*** Supplied data

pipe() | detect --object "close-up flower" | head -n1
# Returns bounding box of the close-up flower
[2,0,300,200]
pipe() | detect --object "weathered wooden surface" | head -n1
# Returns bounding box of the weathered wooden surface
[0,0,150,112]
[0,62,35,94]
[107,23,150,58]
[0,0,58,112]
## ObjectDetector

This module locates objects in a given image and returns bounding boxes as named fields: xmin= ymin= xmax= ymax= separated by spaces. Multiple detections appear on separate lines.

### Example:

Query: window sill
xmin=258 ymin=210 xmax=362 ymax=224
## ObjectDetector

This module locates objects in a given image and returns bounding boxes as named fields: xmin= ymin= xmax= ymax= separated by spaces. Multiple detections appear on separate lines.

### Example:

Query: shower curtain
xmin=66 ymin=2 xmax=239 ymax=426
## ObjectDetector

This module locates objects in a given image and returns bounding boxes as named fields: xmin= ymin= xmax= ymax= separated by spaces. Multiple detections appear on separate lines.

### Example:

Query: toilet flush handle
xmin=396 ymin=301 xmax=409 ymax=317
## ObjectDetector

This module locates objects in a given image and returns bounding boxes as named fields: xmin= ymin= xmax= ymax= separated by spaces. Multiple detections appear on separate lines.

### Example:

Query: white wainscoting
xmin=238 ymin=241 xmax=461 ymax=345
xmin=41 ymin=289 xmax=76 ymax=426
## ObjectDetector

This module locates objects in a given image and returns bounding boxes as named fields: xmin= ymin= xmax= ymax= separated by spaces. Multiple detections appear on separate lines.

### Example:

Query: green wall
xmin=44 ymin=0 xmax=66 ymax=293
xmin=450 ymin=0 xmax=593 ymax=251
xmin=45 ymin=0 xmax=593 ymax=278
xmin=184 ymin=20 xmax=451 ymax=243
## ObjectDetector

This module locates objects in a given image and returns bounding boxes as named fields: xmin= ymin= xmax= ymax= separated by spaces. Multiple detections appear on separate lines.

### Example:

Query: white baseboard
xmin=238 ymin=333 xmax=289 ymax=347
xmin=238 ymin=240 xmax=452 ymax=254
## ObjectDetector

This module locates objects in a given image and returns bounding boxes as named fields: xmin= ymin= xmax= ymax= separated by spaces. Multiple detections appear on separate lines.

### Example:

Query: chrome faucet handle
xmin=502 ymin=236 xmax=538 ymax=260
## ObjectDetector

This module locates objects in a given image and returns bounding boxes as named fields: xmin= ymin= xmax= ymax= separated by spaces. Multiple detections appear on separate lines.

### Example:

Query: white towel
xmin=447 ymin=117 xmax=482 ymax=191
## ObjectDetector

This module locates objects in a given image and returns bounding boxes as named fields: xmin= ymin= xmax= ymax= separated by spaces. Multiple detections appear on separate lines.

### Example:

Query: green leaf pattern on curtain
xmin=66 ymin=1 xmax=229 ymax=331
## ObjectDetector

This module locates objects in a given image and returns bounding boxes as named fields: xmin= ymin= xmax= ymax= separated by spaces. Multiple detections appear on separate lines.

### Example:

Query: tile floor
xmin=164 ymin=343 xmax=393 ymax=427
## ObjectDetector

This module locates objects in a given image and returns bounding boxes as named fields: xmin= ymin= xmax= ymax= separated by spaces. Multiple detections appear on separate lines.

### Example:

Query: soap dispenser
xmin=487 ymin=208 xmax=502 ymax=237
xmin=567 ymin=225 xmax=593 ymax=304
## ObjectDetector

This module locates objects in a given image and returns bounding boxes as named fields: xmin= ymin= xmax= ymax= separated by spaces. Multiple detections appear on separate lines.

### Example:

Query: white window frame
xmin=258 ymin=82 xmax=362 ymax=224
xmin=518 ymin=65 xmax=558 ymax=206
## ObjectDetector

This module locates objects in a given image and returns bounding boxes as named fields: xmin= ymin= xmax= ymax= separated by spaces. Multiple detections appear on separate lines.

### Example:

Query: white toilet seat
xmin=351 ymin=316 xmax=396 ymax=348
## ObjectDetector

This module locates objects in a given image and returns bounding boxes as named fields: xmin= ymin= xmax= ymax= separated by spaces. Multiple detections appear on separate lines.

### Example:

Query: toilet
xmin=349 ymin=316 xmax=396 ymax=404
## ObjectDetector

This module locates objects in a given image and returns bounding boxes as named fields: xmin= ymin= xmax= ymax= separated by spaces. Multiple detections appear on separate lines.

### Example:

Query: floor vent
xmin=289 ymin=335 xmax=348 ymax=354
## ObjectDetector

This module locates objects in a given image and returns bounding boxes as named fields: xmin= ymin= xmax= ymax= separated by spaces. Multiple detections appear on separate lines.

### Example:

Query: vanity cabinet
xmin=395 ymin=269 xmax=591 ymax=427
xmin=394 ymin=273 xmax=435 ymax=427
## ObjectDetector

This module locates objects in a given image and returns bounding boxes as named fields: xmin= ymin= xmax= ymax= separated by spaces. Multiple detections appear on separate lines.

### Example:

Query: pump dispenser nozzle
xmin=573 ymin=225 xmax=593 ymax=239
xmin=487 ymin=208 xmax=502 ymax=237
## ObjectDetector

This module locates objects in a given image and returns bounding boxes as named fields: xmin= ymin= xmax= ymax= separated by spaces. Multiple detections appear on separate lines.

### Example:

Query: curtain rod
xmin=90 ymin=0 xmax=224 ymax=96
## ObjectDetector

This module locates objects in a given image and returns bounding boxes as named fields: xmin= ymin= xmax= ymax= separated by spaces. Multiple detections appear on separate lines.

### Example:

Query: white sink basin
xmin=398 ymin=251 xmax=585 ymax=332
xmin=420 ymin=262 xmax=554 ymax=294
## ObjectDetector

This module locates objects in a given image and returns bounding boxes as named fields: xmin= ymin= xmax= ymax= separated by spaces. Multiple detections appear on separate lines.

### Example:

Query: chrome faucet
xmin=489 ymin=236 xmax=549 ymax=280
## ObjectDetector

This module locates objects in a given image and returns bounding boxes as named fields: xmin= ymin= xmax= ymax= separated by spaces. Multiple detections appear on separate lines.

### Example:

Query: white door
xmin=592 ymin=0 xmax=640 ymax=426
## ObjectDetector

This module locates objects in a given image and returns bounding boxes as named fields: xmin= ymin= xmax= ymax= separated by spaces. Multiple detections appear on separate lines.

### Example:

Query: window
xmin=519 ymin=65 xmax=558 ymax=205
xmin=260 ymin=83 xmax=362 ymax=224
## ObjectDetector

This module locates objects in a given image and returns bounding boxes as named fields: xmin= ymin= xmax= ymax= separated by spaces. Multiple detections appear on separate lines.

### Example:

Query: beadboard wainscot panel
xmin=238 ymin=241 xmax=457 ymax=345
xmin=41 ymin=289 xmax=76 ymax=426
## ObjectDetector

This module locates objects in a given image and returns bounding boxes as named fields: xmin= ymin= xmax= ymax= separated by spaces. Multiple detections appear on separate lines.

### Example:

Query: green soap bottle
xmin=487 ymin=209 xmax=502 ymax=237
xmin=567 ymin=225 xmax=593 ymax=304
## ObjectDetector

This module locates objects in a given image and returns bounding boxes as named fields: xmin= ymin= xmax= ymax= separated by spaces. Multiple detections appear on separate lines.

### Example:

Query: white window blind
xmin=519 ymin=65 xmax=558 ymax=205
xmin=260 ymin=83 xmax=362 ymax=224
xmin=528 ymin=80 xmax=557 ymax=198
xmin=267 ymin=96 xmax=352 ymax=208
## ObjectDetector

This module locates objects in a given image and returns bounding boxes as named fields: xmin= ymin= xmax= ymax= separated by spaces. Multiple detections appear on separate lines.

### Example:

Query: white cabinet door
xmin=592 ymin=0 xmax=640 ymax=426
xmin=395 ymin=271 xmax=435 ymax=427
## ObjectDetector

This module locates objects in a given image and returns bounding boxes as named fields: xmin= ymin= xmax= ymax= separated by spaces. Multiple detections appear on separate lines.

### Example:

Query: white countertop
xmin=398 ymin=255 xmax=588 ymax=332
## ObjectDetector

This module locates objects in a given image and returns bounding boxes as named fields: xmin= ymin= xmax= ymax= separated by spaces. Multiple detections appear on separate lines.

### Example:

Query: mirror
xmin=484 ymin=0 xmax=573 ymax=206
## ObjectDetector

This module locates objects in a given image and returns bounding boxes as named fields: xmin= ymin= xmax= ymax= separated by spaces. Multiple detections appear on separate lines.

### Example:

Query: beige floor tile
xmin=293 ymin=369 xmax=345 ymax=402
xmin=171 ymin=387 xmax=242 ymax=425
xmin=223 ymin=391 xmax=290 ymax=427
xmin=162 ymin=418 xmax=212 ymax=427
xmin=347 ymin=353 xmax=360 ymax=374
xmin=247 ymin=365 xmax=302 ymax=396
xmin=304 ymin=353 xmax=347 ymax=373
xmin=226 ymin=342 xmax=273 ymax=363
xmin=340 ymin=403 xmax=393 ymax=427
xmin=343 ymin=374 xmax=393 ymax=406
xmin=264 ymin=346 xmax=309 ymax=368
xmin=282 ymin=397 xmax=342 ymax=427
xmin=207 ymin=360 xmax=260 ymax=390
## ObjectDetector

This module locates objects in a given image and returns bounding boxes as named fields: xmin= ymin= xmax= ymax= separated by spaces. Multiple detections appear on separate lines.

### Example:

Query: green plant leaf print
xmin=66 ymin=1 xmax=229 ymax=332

******

Short exercise: Please locate each line of the entries above that contains the word "white" and copy those lines out in full.

Task result:
Query: white wainscoting
Query: white baseboard
Query: white towel
Query: white window frame
Query: white toilet seat
Query: white sink basin
Query: white door
Query: white window blind
Query: white cabinet door
Query: white countertop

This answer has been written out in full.